=== Begin Enclosure ===
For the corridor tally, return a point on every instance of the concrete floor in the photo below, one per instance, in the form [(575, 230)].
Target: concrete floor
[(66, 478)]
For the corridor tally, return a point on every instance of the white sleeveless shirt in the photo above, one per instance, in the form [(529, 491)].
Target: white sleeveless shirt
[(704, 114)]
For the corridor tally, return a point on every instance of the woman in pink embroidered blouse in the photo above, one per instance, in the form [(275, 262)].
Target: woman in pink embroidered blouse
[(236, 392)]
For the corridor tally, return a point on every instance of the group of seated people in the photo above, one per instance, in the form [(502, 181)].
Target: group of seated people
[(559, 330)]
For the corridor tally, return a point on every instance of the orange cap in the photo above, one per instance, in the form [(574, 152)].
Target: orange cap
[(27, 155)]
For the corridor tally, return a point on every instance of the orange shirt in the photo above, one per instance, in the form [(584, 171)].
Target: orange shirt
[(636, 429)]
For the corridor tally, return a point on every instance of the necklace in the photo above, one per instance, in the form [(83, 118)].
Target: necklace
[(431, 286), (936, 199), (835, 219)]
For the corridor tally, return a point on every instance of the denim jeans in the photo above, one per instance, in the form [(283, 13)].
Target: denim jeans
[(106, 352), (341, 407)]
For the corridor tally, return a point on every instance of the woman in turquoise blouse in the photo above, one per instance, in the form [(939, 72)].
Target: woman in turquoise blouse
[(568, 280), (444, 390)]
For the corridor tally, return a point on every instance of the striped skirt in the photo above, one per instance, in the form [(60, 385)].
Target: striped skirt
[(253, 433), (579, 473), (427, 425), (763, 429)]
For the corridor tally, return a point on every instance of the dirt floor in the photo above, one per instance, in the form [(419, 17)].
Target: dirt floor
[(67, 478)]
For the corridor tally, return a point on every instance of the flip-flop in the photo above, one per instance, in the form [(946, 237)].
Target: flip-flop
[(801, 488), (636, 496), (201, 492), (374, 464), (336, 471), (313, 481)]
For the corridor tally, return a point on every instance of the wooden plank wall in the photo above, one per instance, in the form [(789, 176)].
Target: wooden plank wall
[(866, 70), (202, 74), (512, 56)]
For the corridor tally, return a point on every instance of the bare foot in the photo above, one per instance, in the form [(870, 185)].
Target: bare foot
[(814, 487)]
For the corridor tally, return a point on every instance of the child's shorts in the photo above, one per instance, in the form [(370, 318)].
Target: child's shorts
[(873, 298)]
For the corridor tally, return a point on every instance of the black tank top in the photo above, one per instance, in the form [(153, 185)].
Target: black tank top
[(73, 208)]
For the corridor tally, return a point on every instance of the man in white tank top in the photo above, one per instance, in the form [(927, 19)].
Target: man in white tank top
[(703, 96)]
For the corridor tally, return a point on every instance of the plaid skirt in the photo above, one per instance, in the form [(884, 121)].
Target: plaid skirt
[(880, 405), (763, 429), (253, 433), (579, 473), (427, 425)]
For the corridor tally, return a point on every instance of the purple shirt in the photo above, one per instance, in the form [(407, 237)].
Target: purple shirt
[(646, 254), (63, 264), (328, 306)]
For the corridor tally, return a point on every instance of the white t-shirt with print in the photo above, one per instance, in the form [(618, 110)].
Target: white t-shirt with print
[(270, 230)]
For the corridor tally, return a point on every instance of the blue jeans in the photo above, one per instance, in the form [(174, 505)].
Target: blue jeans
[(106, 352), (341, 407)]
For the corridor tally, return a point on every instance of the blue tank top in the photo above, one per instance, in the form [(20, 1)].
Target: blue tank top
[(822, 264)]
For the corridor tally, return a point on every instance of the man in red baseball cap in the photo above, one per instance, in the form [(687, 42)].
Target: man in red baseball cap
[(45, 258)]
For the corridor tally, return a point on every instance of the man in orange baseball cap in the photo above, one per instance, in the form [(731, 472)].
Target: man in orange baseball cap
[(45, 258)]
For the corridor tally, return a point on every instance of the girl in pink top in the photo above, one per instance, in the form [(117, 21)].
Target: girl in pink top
=== End Enclosure ===
## [Work required]
Output each line of the material exactly as it was written above.

## [Expected answer]
For the corridor tally, return a point on every instance of the concrete floor in the photo below, one per instance, in the form [(575, 230)].
Target: concrete floor
[(66, 478)]
For the corridor tally, return a point on every instance of the white sleeveless shirt in the photo above, one per instance, in the form [(529, 491)].
Target: white sleeveless shirt
[(704, 114)]
For the corridor tally, return a point on every instance of the woman in pink embroidered blouse in the photo above, one per instance, in the form [(275, 262)].
Target: woman in pink embroidered blouse
[(236, 392)]
For the corridor tally, return a point on every instance of the group of seated people in the photo above, one per instance, in the form [(502, 181)].
Target: group of seated people
[(559, 330)]
For the corridor tally, return a point on every instance of the orange cap in the photo above, one per instance, in the form [(574, 152)].
Target: orange cap
[(27, 155)]
For the corridor tally, return a point on every instance of the orange shirt in the photo above, one per instance, in the form [(584, 171)].
Target: orange shirt
[(636, 429)]
For the corridor tally, return a point on every instance of the necklace in the photo above, one per instance, in the form [(83, 118)].
Target: necklace
[(431, 286), (936, 199), (835, 219)]
For the corridor tally, return a point on every instance of the denim jeans in the photo above, one per instance, in the form [(283, 13)].
Target: denim jeans
[(106, 352), (341, 407)]
For the corridor tally, return a point on every instance of the woman in turquoise blouse in the photo above, one per instance, in the form [(939, 72)].
Target: woman in turquoise blouse
[(568, 280), (444, 390)]
For the corridor tally, return a point on every instance of the striped skirt in the photo above, one per instance, in the form [(60, 385)].
Target: striped skirt
[(253, 433), (579, 473), (427, 425), (763, 429)]
For the corridor tally, return a point on every instance of the dirt floor in the photo above, one per instance, in the form [(419, 17)].
Target: dirt floor
[(67, 478)]
For the corridor tally, return a point on every instance of the flip-flop in the photo above, one per instance, in the form [(946, 237)].
Target: flip-flop
[(801, 488), (636, 496), (201, 492), (374, 464), (336, 471), (313, 481)]
For the corridor tally, return a point on every instance of the wooden plank wall in the photo above, one per instance, in the form [(789, 176)].
Target: wooden plank wall
[(866, 70), (202, 74), (512, 56)]
For the corridor tally, return a point on every instance of the bare foot in the photo above, one per instance, in the form [(870, 185)].
Target: bare foot
[(814, 487)]
For the corridor tally, return a point on every instance of the child's shorts in the photo above, one per instance, in the form [(370, 318)].
Target: child's shorts
[(873, 298)]
For the corridor tally, return a point on every instance of the black tank top in the photo above, one per instance, in the form [(153, 185)].
Target: black tank top
[(73, 208)]
For the corridor tally, return a point on every instance of the man in white tank top in the photo above, one per instance, in the form [(927, 19)].
Target: man in white tank top
[(703, 96)]
For the corridor tally, return a point on every instance of the plaid skirt in the photo above, one per instance, in the form [(884, 121)].
Target: plaid skirt
[(880, 405), (763, 429), (253, 433), (579, 473), (427, 425)]
For the corridor tally, return a point on every instance of the purple shirt in the photo above, one per instance, in the form [(407, 237)].
Target: purple shirt
[(646, 254), (63, 264), (328, 306)]
For the corridor tally, return a point on every instance of the white t-shirt with print in the photo above, one per instance, in the form [(618, 110)].
Target: white t-shirt with print
[(270, 230)]
For the corridor tally, return a point on every instance of the blue jeans in the photo above, one per instance, in the form [(174, 505)].
Target: blue jeans
[(106, 352), (341, 407)]
For the corridor tally, return a point on every instance of the blue tank top in the photo above, one per instance, in the form [(20, 1)].
Target: blue tank top
[(822, 264)]
For the corridor tally, return a point on every instance of the man in red baseball cap in the photo above, one per instance, in the form [(687, 42)].
Target: man in red baseball cap
[(45, 258)]
For the corridor tally, return a point on every instance of the man in orange baseball cap in the photo above, one per instance, in the form [(731, 472)].
Target: man in orange baseball cap
[(45, 258)]
For the corridor tally, return a point on every instance of the girl in pink top in the photo above, one per instance, in the form [(117, 21)].
Target: girl in pink top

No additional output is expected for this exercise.